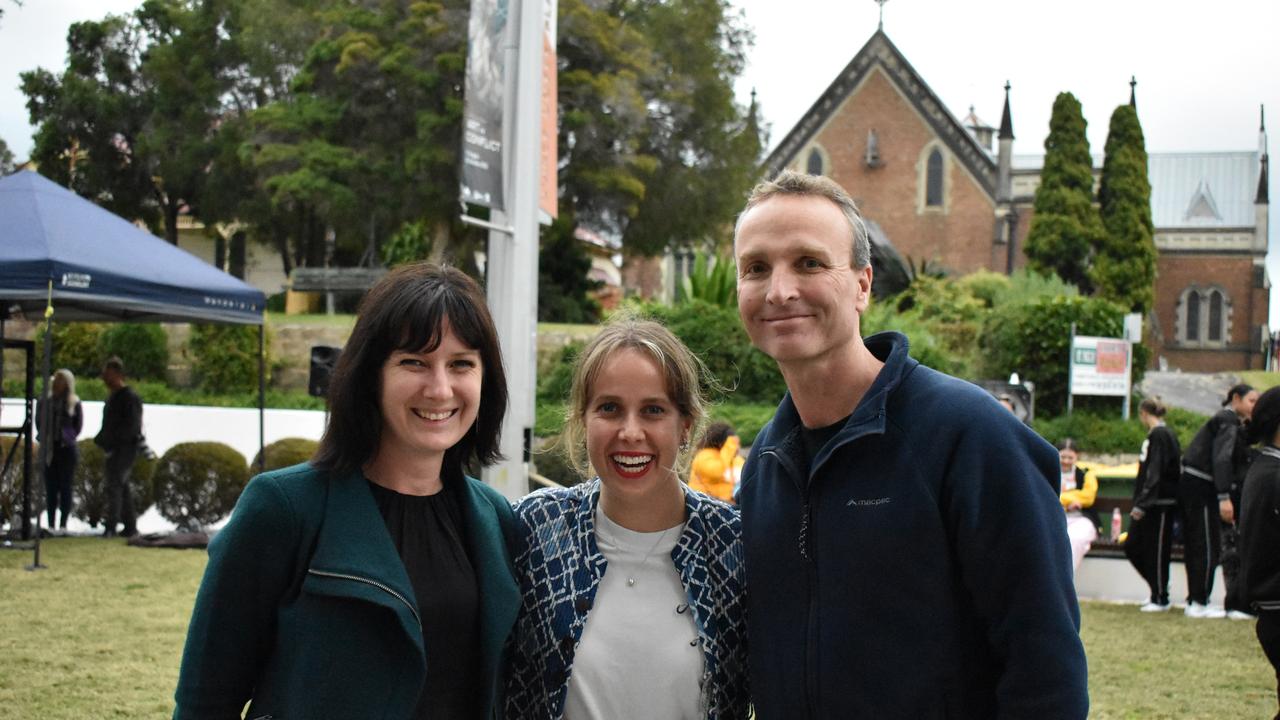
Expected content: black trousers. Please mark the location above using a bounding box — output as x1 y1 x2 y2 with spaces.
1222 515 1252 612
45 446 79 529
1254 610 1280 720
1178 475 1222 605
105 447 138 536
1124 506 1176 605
......
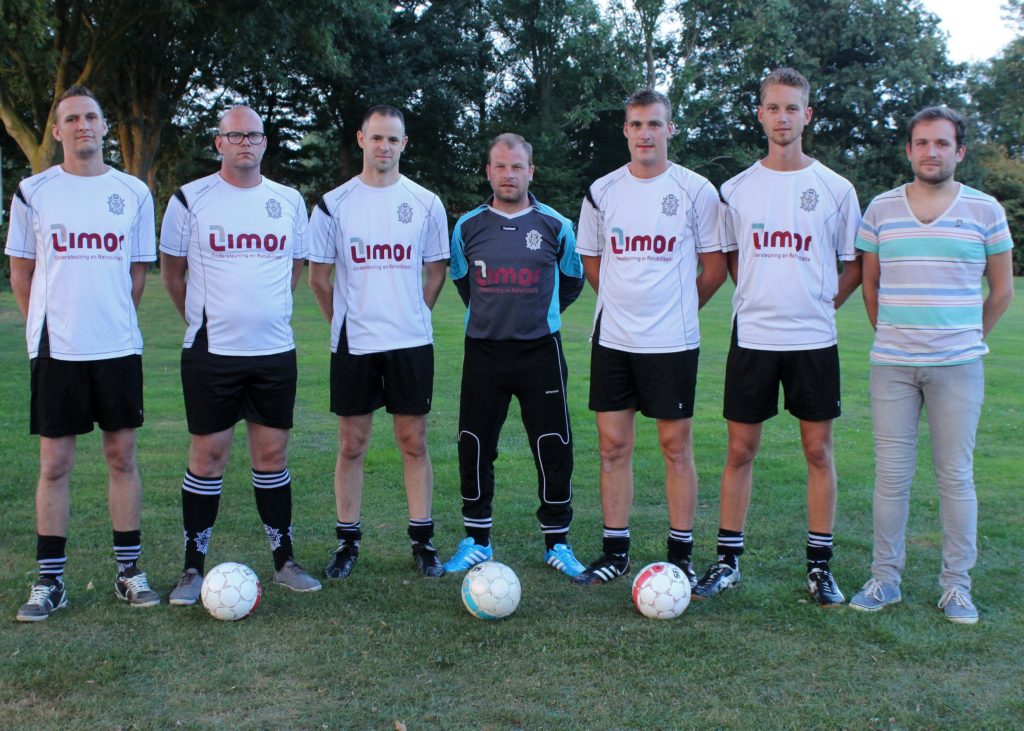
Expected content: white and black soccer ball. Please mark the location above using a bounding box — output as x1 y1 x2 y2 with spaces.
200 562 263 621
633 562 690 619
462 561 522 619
......
**WHAT YOU HAVE TO DO:** Reproduce, character for character, the lines from the one containing "Expected content: black" to the one containing "1124 506 1176 605", with both of those lines included.

**REPLY TO THE TASK:**
Expected content: black trousers. Please mark the location above using a bounding box — output as x1 y1 x2 y2 with spaces.
1222 515 1252 612
45 446 79 529
1254 610 1280 720
1178 475 1222 605
105 447 138 536
1124 506 1176 605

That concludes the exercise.